[Quoted passage]
------------------------------------------------------------------------
# INTRODUCING LEILA MAE :)



## pinkpixie1588 (Oct 12, 2009)

Here's my little dollface! She's such a sweetie and now I completely understand calling malts your fluffy shadow...she totally is! We brought her out today, to a friend's house and then to the pet boutique. She did great with everyone and was hopping up on laps and giving kisses. And, even with the distractions, laughter, noise, and the fact that she was on a carpet, she still went right over to her pee pad to go potty while we were there! I was so impressed. 

Anyway, without further ado....my sweet Leila  

one flight down and one to go, and still looking fresh!










If anyone has seen Shrek 2, this is what I call her 'puss in boots' face..










Little tribute to Bijou 










All snuggled up and ready for bed










Peek-a-boo!










I see you!










Sassy little one 










My girl



















Tongue shot! 










Oh, you didn't know? She's got beauty AND brains  










In her V-Day outfit, looking adorable! And quite the pose! 











That's all for now. I'm a picture addict so I'll post up here often..don't you worry :wub: :wub: :wub:


----------



## bellaratamaltese (May 24, 2006)

oh what a little cutie!! Her face is to die for!


----------



## roxybaby22 (Feb 25, 2009)

She has the perfect little face!!! Omg, she is gorgeous!!! :wub: :wub: :wub: :wub: :wub: I'm so excited for and hope you have tons of fun with Leila Mae!!! <----- beautiful name, BTW! :biggrin:


----------



## Cosy (Feb 9, 2006)

She's a beautiful puppy  You'll have great times together.


----------



## casa verde maltese (Apr 7, 2007)

WOW. She is a beauty! Congrats!! she is a doll.


----------



## janettandamber (Jan 19, 2009)

OMG what a cute little girl....more pictures when you can. Makes me have puppy fever! :bysmilie:


----------



## maltlovereileen (Jan 19, 2009)

She's a beauty... "one flight down one to go" ... is she a Shinemore puppy?


----------



## Nikki's Mom (Feb 13, 2008)

She's beautiful! Did you get her from Sands?


----------



## jenniferhope423 (Jun 25, 2007)

She is adorable! And I love her name


----------



## silverhaven (Sep 6, 2009)

OMG I love her :wub: :wub: :wub: she is a little stunner, what a face!


----------



## mamapajamas (Apr 12, 2009)
------------------------------------------------------------------------
[What is expected]
Reproduce verbatim the portion of the forum thread about Leila Mae starting at "## roxybaby22 (Feb" and ending at "(Feb 9, 2006)".

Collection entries
------------------------------------------------------------------------
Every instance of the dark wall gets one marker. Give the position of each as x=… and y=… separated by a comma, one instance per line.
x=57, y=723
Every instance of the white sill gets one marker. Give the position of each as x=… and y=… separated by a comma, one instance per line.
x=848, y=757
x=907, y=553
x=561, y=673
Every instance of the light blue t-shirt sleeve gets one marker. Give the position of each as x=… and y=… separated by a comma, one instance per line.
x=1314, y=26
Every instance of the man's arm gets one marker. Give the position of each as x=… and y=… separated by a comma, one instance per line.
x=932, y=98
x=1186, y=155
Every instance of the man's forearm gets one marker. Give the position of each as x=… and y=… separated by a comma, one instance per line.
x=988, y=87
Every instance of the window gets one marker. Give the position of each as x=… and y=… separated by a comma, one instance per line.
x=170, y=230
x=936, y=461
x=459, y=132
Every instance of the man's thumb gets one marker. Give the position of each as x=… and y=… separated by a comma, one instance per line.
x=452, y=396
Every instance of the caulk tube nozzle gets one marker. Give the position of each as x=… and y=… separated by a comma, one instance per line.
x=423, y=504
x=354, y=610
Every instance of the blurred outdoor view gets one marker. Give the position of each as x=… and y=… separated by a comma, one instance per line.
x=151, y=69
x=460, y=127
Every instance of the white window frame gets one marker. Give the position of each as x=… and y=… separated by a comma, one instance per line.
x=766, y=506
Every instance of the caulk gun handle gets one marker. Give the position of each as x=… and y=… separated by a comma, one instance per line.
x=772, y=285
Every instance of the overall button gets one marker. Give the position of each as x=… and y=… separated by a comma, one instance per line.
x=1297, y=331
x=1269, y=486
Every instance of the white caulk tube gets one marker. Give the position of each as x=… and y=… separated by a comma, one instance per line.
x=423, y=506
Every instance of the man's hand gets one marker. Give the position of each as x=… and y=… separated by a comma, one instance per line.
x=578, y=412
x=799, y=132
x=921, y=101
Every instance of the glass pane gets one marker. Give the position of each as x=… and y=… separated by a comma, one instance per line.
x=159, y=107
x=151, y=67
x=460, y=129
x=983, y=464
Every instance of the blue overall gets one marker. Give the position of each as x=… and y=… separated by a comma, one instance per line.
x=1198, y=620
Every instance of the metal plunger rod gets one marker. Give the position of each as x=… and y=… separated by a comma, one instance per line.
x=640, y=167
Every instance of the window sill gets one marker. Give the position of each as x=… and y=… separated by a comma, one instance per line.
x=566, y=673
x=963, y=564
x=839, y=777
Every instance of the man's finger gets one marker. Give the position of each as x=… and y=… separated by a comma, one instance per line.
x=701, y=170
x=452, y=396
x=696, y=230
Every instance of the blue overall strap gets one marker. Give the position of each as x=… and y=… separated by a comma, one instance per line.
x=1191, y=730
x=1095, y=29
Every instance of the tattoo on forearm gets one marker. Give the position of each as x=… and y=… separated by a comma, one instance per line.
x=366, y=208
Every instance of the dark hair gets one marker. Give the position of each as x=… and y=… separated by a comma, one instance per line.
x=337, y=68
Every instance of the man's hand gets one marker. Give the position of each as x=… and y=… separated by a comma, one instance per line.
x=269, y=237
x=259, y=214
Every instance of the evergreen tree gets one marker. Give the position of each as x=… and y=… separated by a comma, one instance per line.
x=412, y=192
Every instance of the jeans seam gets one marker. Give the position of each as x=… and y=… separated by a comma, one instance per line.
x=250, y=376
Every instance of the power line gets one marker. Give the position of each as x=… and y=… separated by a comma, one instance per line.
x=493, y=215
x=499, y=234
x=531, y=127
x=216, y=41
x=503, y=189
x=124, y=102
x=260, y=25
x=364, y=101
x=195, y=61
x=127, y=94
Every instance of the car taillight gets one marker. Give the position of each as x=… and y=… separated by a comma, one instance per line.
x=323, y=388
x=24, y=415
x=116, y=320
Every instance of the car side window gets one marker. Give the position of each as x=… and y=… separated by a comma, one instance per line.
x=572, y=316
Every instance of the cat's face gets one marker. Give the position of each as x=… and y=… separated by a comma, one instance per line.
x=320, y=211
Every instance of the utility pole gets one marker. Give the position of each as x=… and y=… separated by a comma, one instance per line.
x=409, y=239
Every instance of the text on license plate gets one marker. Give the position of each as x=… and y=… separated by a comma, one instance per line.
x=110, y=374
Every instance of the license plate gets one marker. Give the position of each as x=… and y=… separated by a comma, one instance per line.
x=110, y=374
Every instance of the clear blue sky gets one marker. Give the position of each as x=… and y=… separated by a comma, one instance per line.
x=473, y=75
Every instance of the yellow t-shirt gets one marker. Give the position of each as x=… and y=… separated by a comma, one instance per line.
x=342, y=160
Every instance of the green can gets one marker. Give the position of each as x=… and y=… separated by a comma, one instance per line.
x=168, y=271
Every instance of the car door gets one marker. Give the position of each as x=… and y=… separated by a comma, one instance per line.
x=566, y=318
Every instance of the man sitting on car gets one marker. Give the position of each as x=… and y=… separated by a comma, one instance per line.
------------------------------------------------------------------------
[The answer]
## roxybaby22 (Feb 25, 2009)

She has the perfect little face!!! Omg, she is gorgeous!!! :wub: :wub: :wub: :wub: :wub: I'm so excited for and hope you have tons of fun with Leila Mae!!! <----- beautiful name, BTW! :biggrin:


----------



## Cosy (Feb 9, 2006)